GIVEN RECORDS:

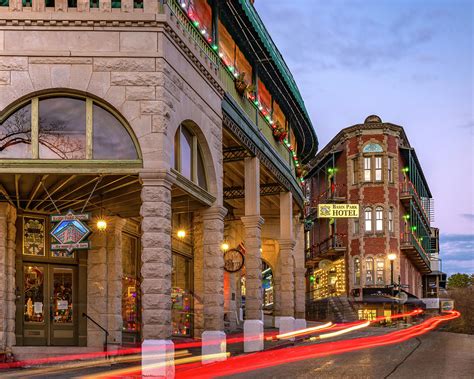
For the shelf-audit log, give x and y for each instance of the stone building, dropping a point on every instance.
(175, 134)
(362, 263)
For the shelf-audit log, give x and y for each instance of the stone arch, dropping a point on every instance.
(50, 93)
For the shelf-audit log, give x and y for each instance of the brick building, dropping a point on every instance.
(354, 264)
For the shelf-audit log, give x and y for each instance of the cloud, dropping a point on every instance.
(457, 252)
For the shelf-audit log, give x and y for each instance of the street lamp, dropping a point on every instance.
(391, 258)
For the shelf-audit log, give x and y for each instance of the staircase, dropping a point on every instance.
(342, 310)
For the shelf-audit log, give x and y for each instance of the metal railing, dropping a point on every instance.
(106, 333)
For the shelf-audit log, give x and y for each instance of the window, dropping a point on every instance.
(369, 270)
(188, 157)
(379, 219)
(390, 220)
(390, 169)
(367, 169)
(368, 219)
(357, 271)
(354, 171)
(65, 127)
(380, 271)
(378, 169)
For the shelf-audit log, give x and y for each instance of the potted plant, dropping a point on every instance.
(240, 84)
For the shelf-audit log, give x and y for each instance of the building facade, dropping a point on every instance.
(371, 261)
(150, 169)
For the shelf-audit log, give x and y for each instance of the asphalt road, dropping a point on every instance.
(433, 355)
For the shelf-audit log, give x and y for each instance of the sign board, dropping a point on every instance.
(338, 210)
(431, 303)
(446, 305)
(70, 232)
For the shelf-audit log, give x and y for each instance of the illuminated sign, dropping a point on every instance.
(70, 232)
(338, 210)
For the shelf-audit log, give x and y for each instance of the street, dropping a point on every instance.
(439, 355)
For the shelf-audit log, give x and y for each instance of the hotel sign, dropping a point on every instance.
(338, 210)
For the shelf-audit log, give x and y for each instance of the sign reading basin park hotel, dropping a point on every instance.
(338, 210)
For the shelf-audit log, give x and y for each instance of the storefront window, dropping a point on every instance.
(181, 298)
(62, 128)
(15, 135)
(130, 284)
(34, 293)
(367, 314)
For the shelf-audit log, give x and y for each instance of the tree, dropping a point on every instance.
(460, 281)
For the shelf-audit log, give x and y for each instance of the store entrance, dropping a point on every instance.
(49, 304)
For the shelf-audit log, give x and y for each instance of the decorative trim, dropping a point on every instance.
(246, 133)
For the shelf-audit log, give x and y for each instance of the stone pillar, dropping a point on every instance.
(7, 276)
(156, 255)
(300, 271)
(213, 268)
(252, 236)
(286, 262)
(97, 288)
(253, 267)
(114, 279)
(198, 260)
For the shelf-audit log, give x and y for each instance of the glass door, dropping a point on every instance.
(49, 308)
(63, 310)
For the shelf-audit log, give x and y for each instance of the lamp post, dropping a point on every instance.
(391, 257)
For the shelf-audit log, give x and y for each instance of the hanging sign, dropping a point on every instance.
(70, 232)
(338, 210)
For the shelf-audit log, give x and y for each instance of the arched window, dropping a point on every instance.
(369, 270)
(69, 127)
(380, 272)
(368, 220)
(379, 219)
(188, 157)
(357, 271)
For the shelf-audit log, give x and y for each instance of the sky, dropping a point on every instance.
(409, 62)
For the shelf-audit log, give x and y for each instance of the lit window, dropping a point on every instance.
(188, 158)
(354, 171)
(367, 169)
(357, 271)
(390, 220)
(390, 169)
(380, 271)
(369, 270)
(378, 169)
(368, 219)
(379, 219)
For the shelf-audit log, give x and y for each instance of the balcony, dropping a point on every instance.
(335, 194)
(329, 248)
(410, 245)
(407, 193)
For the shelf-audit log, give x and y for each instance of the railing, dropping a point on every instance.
(408, 189)
(408, 239)
(335, 192)
(193, 31)
(106, 333)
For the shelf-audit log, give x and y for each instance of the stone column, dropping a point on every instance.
(198, 291)
(300, 271)
(114, 279)
(97, 288)
(286, 261)
(156, 255)
(213, 268)
(253, 222)
(7, 276)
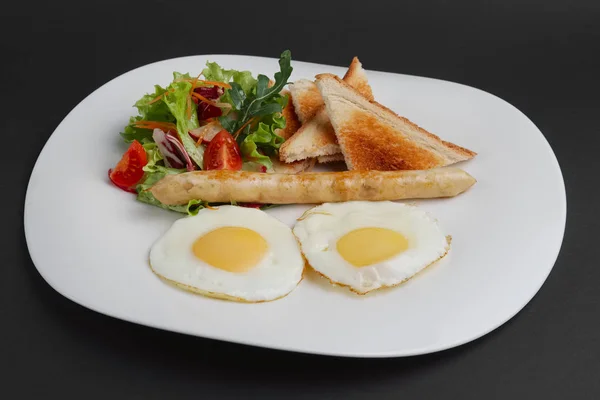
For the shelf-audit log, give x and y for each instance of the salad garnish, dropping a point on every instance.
(219, 119)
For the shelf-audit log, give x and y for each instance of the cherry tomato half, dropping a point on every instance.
(222, 152)
(129, 171)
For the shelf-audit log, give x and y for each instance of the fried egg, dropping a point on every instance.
(369, 245)
(230, 252)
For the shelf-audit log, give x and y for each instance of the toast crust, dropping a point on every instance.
(316, 137)
(363, 123)
(306, 98)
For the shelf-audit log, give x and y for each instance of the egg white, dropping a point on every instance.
(321, 227)
(276, 275)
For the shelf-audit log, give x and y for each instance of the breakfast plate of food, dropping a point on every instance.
(297, 206)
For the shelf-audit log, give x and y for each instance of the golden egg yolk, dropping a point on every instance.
(231, 248)
(368, 246)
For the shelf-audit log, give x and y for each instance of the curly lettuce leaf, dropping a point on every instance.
(148, 111)
(180, 105)
(265, 139)
(214, 72)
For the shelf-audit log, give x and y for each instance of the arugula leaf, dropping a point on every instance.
(237, 95)
(281, 78)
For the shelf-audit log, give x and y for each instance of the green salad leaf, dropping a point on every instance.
(258, 110)
(265, 138)
(178, 101)
(148, 110)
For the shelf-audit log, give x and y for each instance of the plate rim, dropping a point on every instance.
(299, 349)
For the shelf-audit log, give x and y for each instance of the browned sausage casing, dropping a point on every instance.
(310, 187)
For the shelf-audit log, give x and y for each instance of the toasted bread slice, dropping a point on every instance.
(292, 124)
(372, 137)
(306, 98)
(333, 158)
(316, 137)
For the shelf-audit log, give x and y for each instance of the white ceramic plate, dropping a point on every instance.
(90, 241)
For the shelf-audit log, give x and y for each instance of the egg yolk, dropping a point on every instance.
(368, 246)
(231, 248)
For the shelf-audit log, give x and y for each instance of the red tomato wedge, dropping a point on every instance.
(223, 152)
(129, 171)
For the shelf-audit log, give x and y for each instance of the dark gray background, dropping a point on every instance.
(541, 56)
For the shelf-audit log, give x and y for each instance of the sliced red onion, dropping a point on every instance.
(211, 93)
(196, 133)
(177, 144)
(172, 151)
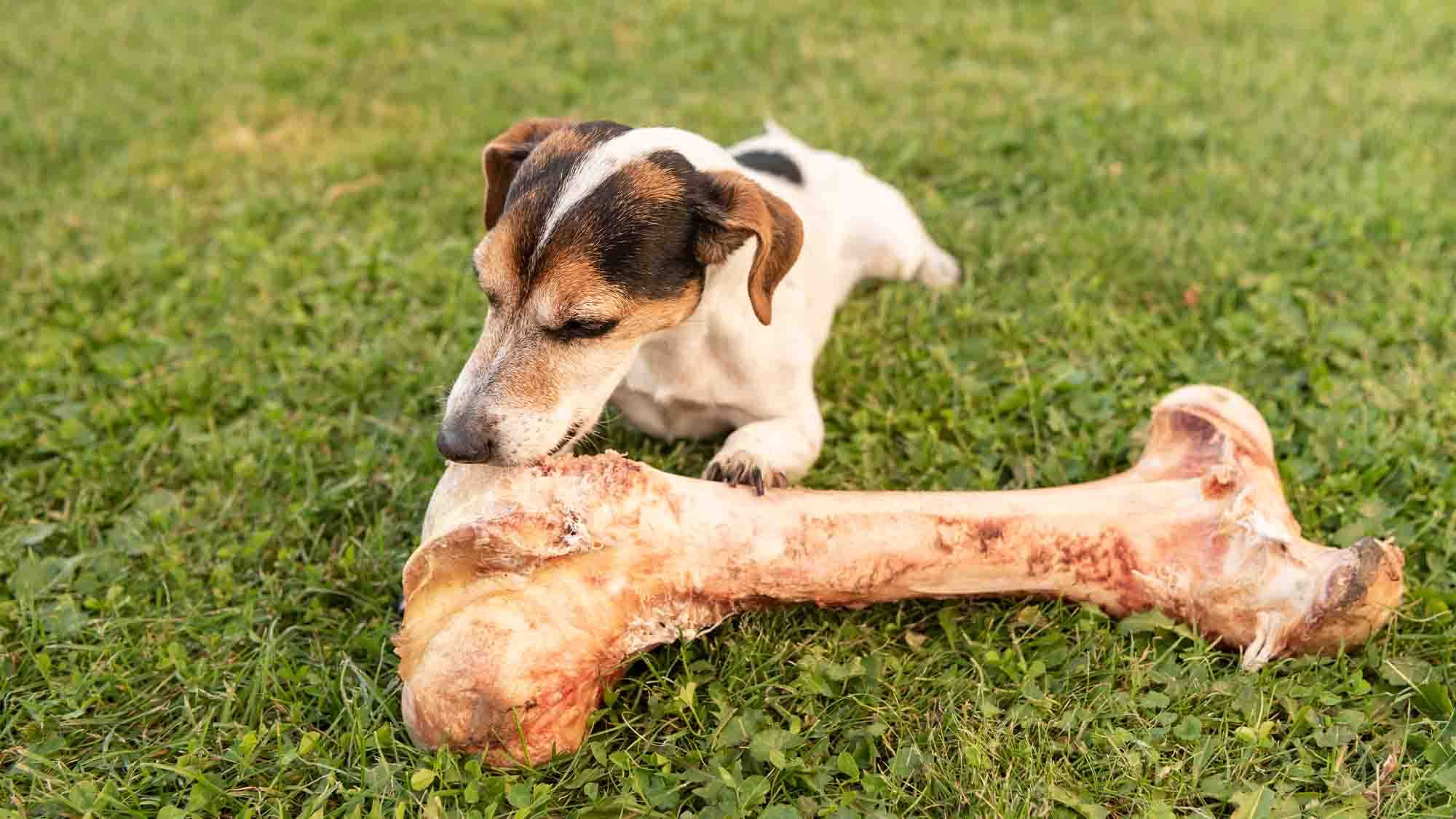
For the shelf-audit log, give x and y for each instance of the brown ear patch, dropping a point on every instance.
(737, 209)
(505, 155)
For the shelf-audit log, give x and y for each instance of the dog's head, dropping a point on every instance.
(598, 235)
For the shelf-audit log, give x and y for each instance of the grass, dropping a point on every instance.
(235, 240)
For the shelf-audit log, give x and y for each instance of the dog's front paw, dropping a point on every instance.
(940, 270)
(745, 470)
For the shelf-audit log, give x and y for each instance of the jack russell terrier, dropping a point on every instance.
(692, 286)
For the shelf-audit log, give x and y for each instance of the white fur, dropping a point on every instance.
(724, 371)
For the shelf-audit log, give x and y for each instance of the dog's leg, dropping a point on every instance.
(885, 237)
(774, 452)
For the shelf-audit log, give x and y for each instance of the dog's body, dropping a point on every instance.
(682, 251)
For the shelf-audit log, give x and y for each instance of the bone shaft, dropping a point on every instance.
(1083, 542)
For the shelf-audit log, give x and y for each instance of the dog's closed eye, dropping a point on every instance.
(583, 328)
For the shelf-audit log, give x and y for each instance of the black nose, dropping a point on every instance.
(464, 448)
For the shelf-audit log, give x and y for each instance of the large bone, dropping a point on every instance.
(535, 586)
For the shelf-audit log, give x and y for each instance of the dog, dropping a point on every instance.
(689, 285)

WORK INSTRUCTIONS: Copy exactly the lines of the listing above, beginning at the line with "leg, dropping a point on every instance." and ending at its final line; write out nothing else.

RESULT BELOW:
For the shelf-audit log, give x and y for each instance of the dog's leg, dropping a point on every instance.
(885, 237)
(774, 452)
For the shelf-audit log, give x and y for each instance of the dog's body, dropping a point on every instance.
(682, 251)
For the shelf-audit log, give x and y for each instance of the bone shaft, dropping a point on every instance.
(1083, 542)
For the shelf-audit log, give x and y for each instance of the dog's closed eye, dropping a point on every instance.
(583, 328)
For the shelf-audit log, give x and y for each instance of the black nose, dropping a point on every instance.
(464, 448)
For the shelf-audit log, give x and y for each instance of the large bone, dropping a point on every instance.
(535, 586)
For the shelf-audit log, give x and y for each instance of the dog, dropping a point on every instance.
(689, 285)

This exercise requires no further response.